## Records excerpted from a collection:
⁂
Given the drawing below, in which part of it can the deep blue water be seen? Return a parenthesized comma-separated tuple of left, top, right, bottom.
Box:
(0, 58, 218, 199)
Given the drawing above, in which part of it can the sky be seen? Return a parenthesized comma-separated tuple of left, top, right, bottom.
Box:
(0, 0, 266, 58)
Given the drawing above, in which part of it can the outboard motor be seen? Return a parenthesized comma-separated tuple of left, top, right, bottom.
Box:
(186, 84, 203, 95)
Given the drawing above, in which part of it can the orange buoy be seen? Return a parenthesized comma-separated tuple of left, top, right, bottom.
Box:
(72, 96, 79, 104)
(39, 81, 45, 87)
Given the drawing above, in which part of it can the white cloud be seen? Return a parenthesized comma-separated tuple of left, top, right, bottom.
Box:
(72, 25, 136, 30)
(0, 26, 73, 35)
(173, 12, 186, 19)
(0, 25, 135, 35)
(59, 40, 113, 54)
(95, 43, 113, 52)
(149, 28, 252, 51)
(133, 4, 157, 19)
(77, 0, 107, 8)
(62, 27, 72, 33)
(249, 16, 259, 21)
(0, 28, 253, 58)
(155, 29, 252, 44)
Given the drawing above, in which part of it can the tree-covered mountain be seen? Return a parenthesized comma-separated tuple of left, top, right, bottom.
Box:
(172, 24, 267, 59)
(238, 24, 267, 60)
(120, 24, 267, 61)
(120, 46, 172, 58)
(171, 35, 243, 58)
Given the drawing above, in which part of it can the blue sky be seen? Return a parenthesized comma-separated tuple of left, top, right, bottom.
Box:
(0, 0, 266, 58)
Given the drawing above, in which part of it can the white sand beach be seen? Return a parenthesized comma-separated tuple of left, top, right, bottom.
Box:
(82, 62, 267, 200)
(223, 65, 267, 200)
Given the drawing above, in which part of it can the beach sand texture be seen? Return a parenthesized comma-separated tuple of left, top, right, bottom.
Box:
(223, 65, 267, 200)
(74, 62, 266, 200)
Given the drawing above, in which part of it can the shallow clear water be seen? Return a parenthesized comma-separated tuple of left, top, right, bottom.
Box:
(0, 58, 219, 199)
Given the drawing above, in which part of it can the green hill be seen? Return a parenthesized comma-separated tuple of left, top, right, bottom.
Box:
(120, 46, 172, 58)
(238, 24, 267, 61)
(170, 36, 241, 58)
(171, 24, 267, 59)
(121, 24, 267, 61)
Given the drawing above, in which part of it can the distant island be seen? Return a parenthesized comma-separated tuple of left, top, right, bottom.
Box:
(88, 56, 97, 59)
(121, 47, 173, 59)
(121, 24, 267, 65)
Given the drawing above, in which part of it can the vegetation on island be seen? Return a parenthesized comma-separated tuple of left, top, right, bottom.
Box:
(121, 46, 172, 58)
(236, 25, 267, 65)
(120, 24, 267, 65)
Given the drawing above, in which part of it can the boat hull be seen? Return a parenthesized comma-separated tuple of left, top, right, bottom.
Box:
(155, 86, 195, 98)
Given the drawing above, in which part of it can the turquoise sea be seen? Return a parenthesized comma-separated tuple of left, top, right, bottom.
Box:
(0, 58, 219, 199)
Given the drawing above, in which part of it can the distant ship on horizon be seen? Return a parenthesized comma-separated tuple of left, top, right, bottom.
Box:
⁂
## The task:
What is needed is the number of lines above that include the string "blue", and nothing else.

## Task answer:
2